Complete o seguinte
(a) Copie literalmente o trecho do texto sobre células-tronco que vai de "As células-tronco que produzem novos" a "neurônios dessa área.".
(b) No texto sobre células-tronco, que células correspondem a cada uma das marcações (1), (2) e (3)? Liste-as na ordem.
(c) Responda com base no texto sobre células-tronco:
(i) Onde ficam as células-tronco que produzem novas células granulares?
(ii) Como são conhecidas as cavidades cerebrais repletas de líquidos em cujas paredes se alinham as células-tronco do sistema olfativo?
(iii) Quais passos parecem se repetir durante toda a vida no hipocampo humano?

Texto de origem
######
Uma célula-tronco totipotente, capaz de produzir qualquer célula do corpo, produz descendentes iniciais que incluem células-tronco, ainda não especializadas, comprometidas com a produção de células cerebrais (1). Essas células comprometidas, posteriormente produzem células "progenitoras", destinadas a criar apenas neurônios (2), ou células gliais, que promovem a sobrevivência dos mesmos. Finalmente as progenitoras neuronais geram células granulares no hipocampo (3) ou outro tipo de neurônio em outras partes do cérebro. Os passos 2 e 3 parecem se repetir durante toda vida no hipocampo humano.

As células-tronco que produzem novas células granulares ficam na divisa entre o giro denteado e o hilo e se dividem continuamente. Muitas das descendentes são exatamente iguais as células precursoras, e grande parte delas parece morrer logo após ser produzida. Algumas células migram para regiões mais profundas da camada de células granulares e adquirem a aparência daquelas ao seu redor, incluindo suas múltiplas projeções para recepção e envio de sinais. Além disso, estendem seus axônios pelos mesmos trajetos utilizados por células vizinhas já estabelecidas.

As células-tronco que produzem novos neurônios no sistema olfativo alinham-se ao longo das paredes de cavidades cerebrais repletas de líquidos, conhecidas como ventrículos laterais. Arturo Alvarez Buylla e colegas do Rockefeller demonstraram que algumas descendentes destas células-tronco migram uma boa distância para dentro do bulbo olfatório, onde adquirem características dos neurônios dessa área.
######
Os dados
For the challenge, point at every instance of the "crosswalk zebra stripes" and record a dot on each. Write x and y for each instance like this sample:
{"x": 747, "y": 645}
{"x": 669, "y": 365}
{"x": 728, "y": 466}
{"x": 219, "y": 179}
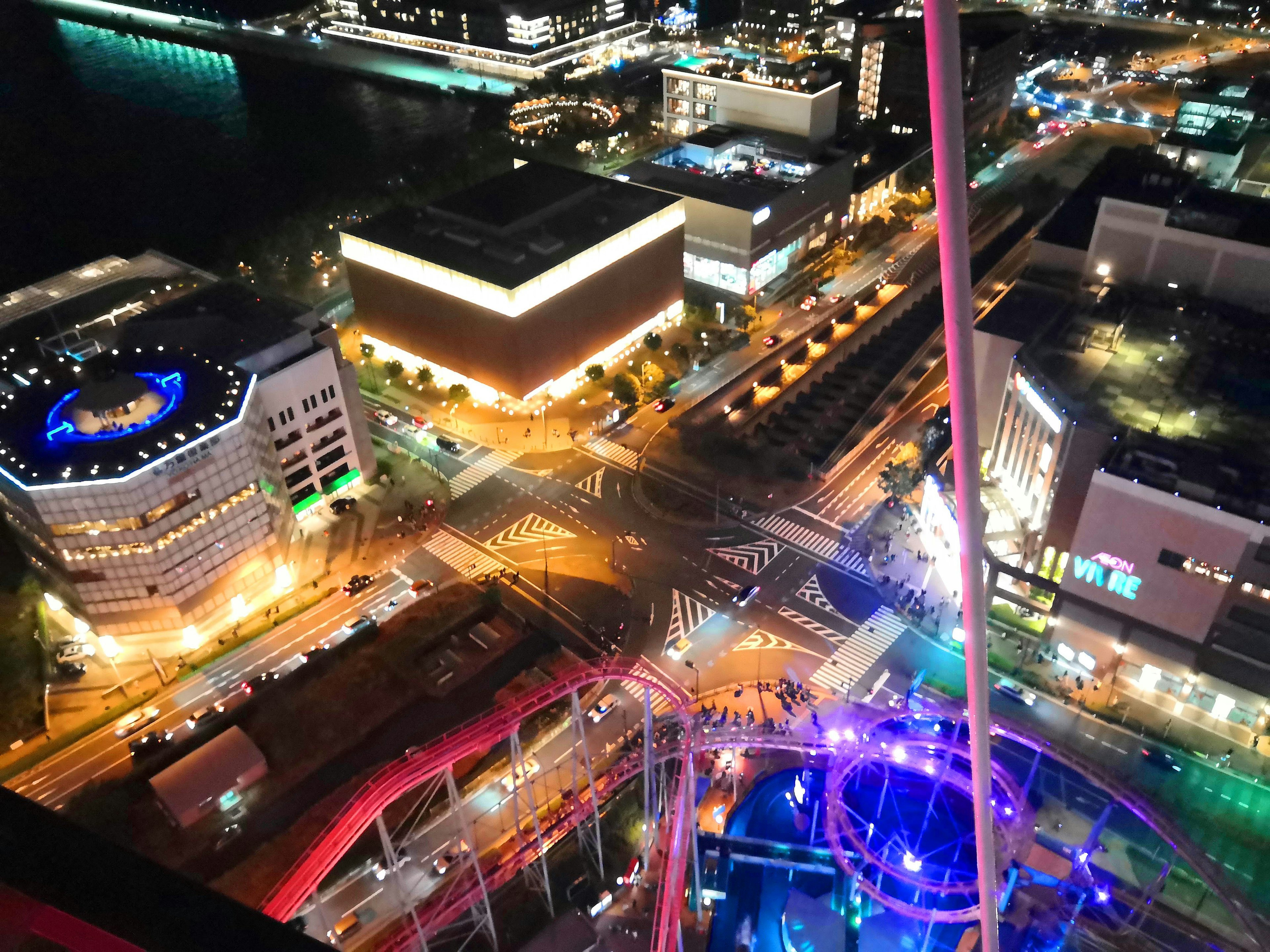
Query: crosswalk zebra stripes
{"x": 688, "y": 615}
{"x": 481, "y": 471}
{"x": 813, "y": 626}
{"x": 530, "y": 529}
{"x": 827, "y": 549}
{"x": 751, "y": 556}
{"x": 859, "y": 653}
{"x": 460, "y": 556}
{"x": 812, "y": 592}
{"x": 620, "y": 455}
######
Respostas dos exercícios
(a)
As células-tronco que produzem novos neurônios no sistema olfativo alinham-se ao longo das paredes de cavidades cerebrais repletas de líquidos, conhecidas como ventrículos laterais. Arturo Alvarez Buylla e colegas do Rockefeller demonstraram que algumas descendentes destas células-tronco migram uma boa distância para dentro do bulbo olfatório, onde adquirem características dos neurônios dessa área.

(b)
(1) células-tronco, ainda não especializadas, comprometidas com a produção de células cerebrais
(2) células "progenitoras", destinadas a criar apenas neurônios
(3) células granulares no hipocampo

(c)
(i) Na divisa entre o giro denteado e o hilo.
(ii) Ventrículos laterais.
(iii) Os passos 2 e 3.